• Task details
Reproduce verbatim only the lines starting at the line that contains "of the ripe" and ending at the final line below, with both of those lines included.

• Data excerpts
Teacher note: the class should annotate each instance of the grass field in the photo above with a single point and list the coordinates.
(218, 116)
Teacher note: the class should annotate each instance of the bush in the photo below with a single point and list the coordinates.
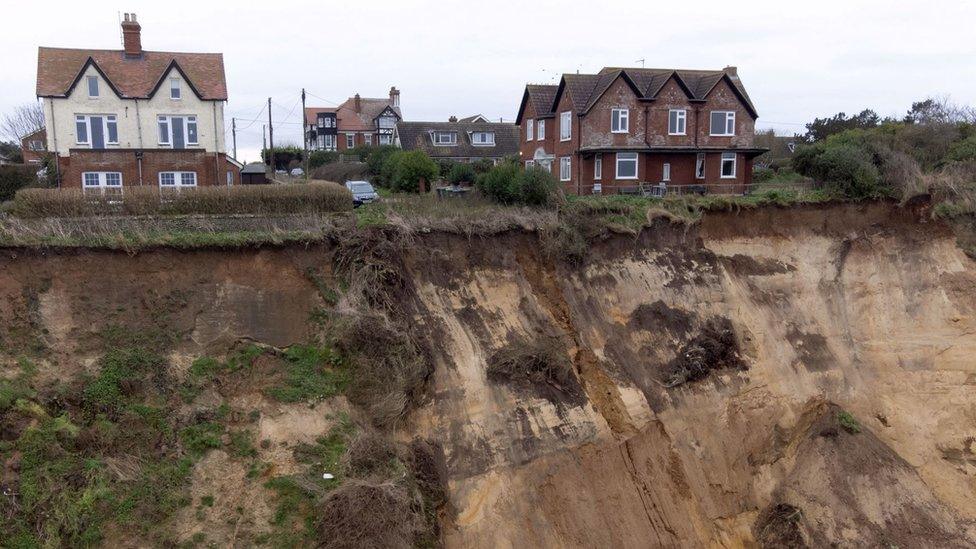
(313, 197)
(14, 178)
(403, 170)
(461, 173)
(321, 158)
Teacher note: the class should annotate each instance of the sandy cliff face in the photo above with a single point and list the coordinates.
(711, 366)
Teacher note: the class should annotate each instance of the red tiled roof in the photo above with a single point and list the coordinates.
(311, 113)
(58, 70)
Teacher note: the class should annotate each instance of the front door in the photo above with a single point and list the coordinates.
(98, 132)
(179, 140)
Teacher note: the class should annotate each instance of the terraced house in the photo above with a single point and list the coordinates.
(118, 118)
(626, 126)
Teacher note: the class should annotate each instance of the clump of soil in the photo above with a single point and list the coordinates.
(714, 348)
(658, 316)
(778, 527)
(541, 366)
(364, 514)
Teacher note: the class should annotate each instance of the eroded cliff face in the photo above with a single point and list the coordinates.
(714, 363)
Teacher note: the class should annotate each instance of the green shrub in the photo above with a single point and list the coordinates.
(461, 173)
(14, 178)
(250, 199)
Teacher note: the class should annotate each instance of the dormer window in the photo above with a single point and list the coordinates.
(445, 138)
(92, 87)
(485, 139)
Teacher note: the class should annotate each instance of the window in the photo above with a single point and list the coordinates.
(728, 165)
(102, 181)
(722, 123)
(484, 138)
(96, 130)
(677, 121)
(92, 86)
(177, 131)
(176, 180)
(565, 126)
(619, 120)
(626, 165)
(445, 138)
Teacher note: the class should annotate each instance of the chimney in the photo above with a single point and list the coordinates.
(131, 36)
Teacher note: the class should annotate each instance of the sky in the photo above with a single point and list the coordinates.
(798, 60)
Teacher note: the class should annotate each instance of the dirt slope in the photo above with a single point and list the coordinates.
(715, 364)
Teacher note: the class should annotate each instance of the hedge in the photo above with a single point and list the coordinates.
(315, 197)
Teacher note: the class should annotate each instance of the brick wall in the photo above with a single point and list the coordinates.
(153, 162)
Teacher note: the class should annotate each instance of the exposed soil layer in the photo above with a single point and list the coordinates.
(689, 392)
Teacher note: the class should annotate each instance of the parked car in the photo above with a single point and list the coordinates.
(362, 192)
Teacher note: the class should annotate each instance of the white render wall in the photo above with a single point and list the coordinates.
(210, 135)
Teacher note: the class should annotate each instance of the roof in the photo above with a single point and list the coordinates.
(311, 113)
(585, 89)
(370, 108)
(417, 136)
(59, 69)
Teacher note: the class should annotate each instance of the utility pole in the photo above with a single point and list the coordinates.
(304, 136)
(271, 138)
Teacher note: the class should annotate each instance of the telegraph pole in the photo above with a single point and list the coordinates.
(304, 136)
(271, 138)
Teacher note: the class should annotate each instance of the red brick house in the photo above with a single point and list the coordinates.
(33, 146)
(118, 118)
(357, 121)
(623, 127)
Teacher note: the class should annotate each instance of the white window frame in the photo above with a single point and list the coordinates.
(488, 141)
(565, 125)
(680, 121)
(106, 119)
(179, 180)
(729, 129)
(89, 80)
(727, 157)
(627, 157)
(451, 141)
(621, 117)
(101, 182)
(187, 120)
(565, 168)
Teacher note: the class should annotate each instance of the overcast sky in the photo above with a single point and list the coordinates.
(797, 59)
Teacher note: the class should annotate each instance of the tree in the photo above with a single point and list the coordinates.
(25, 119)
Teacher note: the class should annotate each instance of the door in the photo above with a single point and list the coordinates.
(98, 132)
(179, 140)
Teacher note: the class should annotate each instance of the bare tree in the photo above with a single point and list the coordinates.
(23, 120)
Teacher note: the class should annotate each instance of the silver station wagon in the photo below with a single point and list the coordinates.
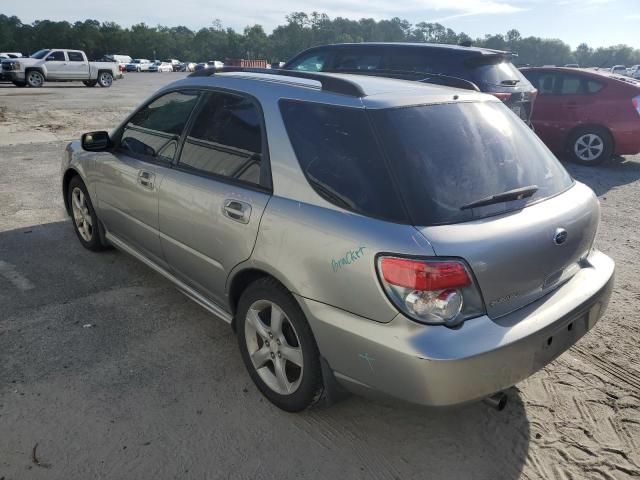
(359, 233)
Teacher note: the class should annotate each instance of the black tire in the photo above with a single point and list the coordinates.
(310, 386)
(95, 242)
(34, 78)
(105, 79)
(590, 146)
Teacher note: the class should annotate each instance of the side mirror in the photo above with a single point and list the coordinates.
(96, 141)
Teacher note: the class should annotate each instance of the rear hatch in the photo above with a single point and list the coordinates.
(453, 162)
(496, 74)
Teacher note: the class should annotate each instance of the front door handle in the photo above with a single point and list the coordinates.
(237, 210)
(146, 179)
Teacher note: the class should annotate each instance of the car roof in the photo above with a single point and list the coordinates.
(376, 92)
(442, 46)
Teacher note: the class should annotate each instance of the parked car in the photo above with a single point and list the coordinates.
(160, 67)
(382, 235)
(619, 69)
(187, 67)
(631, 71)
(59, 65)
(588, 115)
(175, 64)
(138, 65)
(491, 70)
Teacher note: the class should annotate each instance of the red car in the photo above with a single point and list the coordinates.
(589, 115)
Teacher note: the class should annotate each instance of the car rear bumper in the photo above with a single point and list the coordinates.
(438, 366)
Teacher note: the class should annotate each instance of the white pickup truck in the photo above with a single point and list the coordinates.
(58, 65)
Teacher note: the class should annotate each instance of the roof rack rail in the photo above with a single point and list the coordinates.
(329, 83)
(435, 78)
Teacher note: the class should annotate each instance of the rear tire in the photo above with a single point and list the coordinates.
(35, 79)
(85, 220)
(590, 146)
(278, 347)
(105, 79)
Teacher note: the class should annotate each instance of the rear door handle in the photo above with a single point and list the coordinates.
(237, 210)
(146, 179)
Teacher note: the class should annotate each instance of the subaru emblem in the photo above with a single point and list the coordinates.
(560, 236)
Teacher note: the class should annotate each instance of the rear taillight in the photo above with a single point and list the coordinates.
(502, 96)
(431, 291)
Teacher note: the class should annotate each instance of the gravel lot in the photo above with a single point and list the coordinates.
(156, 388)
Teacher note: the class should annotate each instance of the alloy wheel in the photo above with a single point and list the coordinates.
(81, 214)
(35, 79)
(588, 147)
(274, 347)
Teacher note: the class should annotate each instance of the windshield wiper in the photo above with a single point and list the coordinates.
(515, 194)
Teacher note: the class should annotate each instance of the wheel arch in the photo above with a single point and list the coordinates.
(40, 70)
(586, 127)
(66, 179)
(238, 282)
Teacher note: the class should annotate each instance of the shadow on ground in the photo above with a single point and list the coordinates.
(113, 373)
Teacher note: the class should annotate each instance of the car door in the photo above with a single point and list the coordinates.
(211, 204)
(56, 63)
(547, 113)
(127, 190)
(77, 66)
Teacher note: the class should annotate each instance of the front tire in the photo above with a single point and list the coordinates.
(590, 146)
(35, 79)
(85, 221)
(105, 79)
(278, 347)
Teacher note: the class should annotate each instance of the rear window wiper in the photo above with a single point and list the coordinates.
(515, 194)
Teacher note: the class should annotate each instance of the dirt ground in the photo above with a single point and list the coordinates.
(106, 371)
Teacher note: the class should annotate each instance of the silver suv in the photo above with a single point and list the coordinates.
(380, 235)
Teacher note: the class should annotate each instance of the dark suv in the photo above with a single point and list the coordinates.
(491, 70)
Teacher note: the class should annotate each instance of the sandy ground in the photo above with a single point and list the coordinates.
(156, 388)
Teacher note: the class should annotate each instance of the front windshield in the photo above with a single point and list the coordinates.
(40, 54)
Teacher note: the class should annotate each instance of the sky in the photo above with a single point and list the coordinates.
(596, 22)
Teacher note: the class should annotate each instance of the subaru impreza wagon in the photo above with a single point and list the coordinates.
(378, 235)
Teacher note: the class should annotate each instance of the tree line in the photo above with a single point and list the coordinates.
(301, 30)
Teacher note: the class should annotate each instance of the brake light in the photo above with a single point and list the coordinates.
(431, 291)
(502, 96)
(419, 275)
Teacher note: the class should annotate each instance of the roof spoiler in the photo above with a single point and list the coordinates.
(435, 78)
(329, 83)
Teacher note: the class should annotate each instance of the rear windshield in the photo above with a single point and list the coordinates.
(421, 164)
(449, 155)
(496, 71)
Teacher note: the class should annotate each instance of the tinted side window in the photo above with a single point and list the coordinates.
(358, 59)
(338, 154)
(75, 57)
(56, 56)
(311, 63)
(226, 139)
(153, 132)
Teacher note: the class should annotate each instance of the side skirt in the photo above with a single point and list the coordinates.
(181, 286)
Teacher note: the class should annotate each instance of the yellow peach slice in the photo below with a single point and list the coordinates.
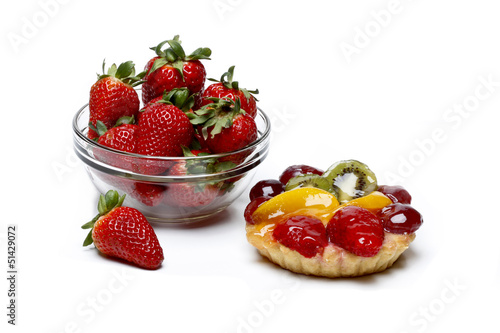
(305, 200)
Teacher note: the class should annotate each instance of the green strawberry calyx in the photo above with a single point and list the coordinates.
(227, 81)
(125, 72)
(100, 128)
(205, 165)
(174, 55)
(219, 115)
(179, 97)
(106, 204)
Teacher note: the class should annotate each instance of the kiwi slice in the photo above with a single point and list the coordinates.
(310, 180)
(350, 179)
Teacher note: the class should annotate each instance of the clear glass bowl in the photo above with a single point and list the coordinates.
(166, 198)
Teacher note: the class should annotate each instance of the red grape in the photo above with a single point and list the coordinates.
(251, 207)
(400, 218)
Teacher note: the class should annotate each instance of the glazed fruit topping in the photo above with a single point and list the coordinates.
(400, 218)
(251, 207)
(356, 230)
(304, 234)
(296, 170)
(266, 188)
(396, 193)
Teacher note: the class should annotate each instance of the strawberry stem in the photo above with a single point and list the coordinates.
(106, 204)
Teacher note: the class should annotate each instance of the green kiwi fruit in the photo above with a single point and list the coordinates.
(310, 180)
(350, 179)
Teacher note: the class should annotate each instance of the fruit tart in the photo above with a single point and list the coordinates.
(336, 223)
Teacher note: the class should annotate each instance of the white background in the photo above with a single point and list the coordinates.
(378, 81)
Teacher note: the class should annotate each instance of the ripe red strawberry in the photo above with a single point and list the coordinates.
(225, 127)
(188, 194)
(185, 194)
(123, 232)
(356, 230)
(124, 138)
(113, 96)
(229, 89)
(172, 68)
(304, 234)
(163, 129)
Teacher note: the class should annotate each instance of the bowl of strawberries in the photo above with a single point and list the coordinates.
(180, 151)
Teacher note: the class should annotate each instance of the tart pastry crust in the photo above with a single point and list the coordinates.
(334, 261)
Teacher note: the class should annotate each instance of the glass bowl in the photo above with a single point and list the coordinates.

• Task output
Teacher note: the class should annotate each instance of the ripe red strawberry in the photo above with a single point and list the coordinates.
(225, 127)
(188, 194)
(185, 194)
(123, 232)
(356, 230)
(124, 138)
(113, 96)
(229, 89)
(172, 68)
(304, 234)
(163, 129)
Teacher note: the class should annotate each instance of the bowl of strawberries in the photo above with a single point and list the coordinates.
(180, 151)
Teacher note: the class should annotate each instance of the tart pastry crust in the photo above with a single point and list the coordinates.
(334, 261)
Teacher note: the class should annotate each instance of the glass bowl in the photo above with a single point and list the coordinates.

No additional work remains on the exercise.